━━ SOURCE TEXT

Research by Which?, also published last year, showed that 40 per cent of payday loans are being taken out to buy basics such as food and bills.

Many payday lenders can charge up to 4,214 per cent interest on amounts ranging from £50 to £800. On average a payday lender will charge £25 for every £100 borrowed on a loan of 28 days but costs can soon go up if there are missed payments, with fees anywhere from £12 to £25. Compared to authorised bank overdrafts or loans from credit unions these are extortionate figures.

What Labour should be calling for is a total cost of credit cap. Instead of just targeting interest rates a total cost of credit cap would legislate for how much a lender can charge in total, such as administration fees (in Australia, for example, lenders got around interest rate caps by obliging borrowers to buy their financial DVDs).

━━━━
━━ DATA EXCERPT

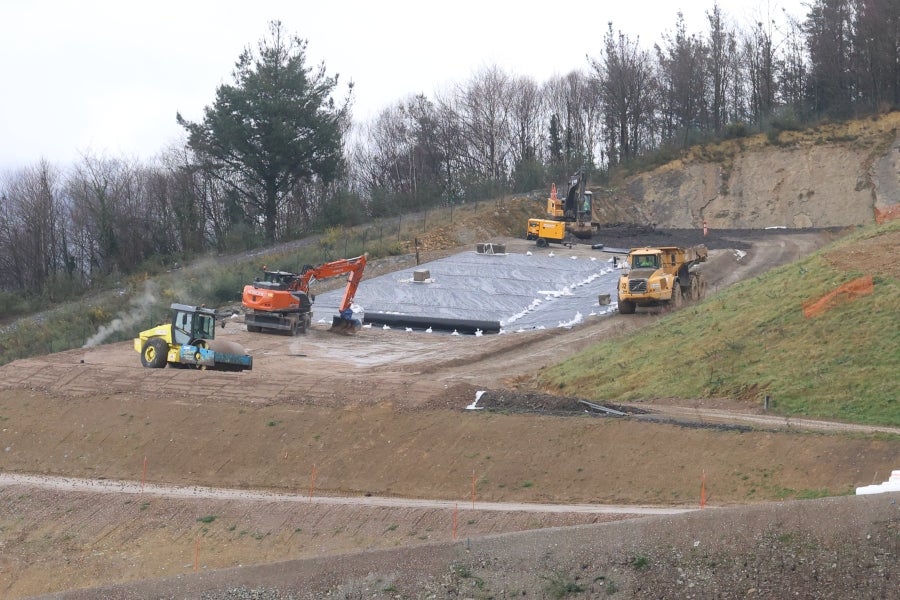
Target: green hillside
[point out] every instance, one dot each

━━━━

#### GIVEN INSTRUCTION 1
List each distinct sum in pounds that the payday loan text mentions.
#### GIVEN INSTRUCTION 2
Carry on the payday lending text from the point where it stops.
The data comes from a separate source that has no connection to the text on payday loans.

#### TASK RESULT 1
£50, £800, £25, £100, £12

#### TASK RESULT 2
As I have been told time again, market rules do not seem to be working with high cost credit. Given the large amount of market entrants, prices for credit are still sky high. However when I spoke to Matthew Fulton, a key figure in the End the Legal Loansharking campaign, he told me that an internet company’s break-even point is at around 70 per cent APR, while payday lenders with a shop front can average at 130-40 per cent depending on the types of scheme and duration.

Payday lenders are in the business of ripping off the poor and hard up. So it is very encouraging that Ed Miliband has already pledged himself to place a cap on the prices that payday lenders can charge at.

But it can not be an isolated move. As Veronika Thiel put it in her report on doorstep lending: “Interest rate caps have to be levelled among a series of other regulations and interventions.”